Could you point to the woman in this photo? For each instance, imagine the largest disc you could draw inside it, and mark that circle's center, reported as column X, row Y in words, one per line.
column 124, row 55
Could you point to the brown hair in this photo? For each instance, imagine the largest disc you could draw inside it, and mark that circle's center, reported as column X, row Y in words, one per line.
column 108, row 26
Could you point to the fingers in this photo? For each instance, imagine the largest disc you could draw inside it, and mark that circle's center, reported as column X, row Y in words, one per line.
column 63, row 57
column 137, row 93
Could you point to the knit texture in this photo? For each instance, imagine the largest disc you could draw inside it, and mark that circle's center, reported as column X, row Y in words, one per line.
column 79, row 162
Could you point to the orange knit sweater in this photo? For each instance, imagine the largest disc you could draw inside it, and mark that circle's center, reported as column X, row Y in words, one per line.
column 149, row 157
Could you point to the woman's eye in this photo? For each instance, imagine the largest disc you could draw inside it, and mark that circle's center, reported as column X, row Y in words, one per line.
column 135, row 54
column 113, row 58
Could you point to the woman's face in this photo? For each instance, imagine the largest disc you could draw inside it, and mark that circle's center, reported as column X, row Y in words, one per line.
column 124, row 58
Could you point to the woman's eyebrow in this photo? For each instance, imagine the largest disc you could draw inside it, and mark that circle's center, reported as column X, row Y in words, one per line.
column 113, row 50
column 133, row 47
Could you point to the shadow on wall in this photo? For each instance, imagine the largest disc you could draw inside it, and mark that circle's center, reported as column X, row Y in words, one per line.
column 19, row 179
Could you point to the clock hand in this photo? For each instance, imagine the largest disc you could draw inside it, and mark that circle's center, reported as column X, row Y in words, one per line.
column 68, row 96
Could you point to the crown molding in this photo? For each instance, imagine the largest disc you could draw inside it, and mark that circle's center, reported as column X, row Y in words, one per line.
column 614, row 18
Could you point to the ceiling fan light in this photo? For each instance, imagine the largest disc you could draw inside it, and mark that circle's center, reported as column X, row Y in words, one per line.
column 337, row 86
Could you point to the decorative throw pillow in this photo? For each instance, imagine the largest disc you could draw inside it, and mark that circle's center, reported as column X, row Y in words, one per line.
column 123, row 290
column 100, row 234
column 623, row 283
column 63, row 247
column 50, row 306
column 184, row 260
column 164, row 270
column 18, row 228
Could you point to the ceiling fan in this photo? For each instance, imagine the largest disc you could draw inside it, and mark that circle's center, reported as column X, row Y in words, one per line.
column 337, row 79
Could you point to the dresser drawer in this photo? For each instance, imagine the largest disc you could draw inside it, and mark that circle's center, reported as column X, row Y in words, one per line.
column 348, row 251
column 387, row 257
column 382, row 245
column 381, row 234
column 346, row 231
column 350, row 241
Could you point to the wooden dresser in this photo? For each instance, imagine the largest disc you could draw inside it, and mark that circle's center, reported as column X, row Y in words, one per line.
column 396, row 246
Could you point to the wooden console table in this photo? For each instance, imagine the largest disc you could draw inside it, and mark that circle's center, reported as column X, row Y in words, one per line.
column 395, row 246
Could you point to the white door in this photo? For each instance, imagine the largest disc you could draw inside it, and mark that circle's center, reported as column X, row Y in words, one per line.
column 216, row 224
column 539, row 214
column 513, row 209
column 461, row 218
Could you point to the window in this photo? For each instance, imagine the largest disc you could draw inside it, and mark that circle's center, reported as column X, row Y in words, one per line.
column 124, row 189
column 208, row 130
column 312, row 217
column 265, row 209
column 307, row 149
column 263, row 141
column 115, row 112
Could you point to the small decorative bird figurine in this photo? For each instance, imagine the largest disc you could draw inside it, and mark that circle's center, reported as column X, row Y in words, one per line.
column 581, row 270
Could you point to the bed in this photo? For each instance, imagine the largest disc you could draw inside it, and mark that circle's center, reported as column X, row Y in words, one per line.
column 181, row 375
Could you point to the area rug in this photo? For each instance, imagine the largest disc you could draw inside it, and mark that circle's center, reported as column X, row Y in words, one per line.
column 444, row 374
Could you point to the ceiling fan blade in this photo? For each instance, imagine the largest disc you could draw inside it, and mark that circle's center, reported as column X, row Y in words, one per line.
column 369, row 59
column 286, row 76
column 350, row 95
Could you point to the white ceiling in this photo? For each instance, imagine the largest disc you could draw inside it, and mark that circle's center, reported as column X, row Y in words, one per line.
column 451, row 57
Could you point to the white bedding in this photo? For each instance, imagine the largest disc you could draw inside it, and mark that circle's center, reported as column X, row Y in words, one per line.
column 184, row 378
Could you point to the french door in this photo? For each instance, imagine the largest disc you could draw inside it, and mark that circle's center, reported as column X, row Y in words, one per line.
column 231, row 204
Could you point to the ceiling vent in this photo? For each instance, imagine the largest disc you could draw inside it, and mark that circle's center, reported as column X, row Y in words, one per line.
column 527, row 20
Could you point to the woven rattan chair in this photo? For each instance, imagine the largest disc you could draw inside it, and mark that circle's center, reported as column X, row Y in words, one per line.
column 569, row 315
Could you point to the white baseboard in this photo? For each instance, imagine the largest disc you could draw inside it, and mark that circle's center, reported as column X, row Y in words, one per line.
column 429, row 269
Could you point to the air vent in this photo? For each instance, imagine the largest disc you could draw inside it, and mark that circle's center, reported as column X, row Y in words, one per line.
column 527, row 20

+ + + + +

Put the lines from the start of the list through the line containing "column 124, row 55", inclusive, into a two-column CSV with the headers text and answer. Give one row for each line of wording paired with the coordinates that follow it, with each field in double quotes and any line breaks replaced by spaces.

Problem solution:
text,answer
"Could you point to the woman in this photo? For each instance, imagine the largest disc you could draw inside it, and mark that circle's center, reported as column X, row Y in words, one per line.","column 124, row 55"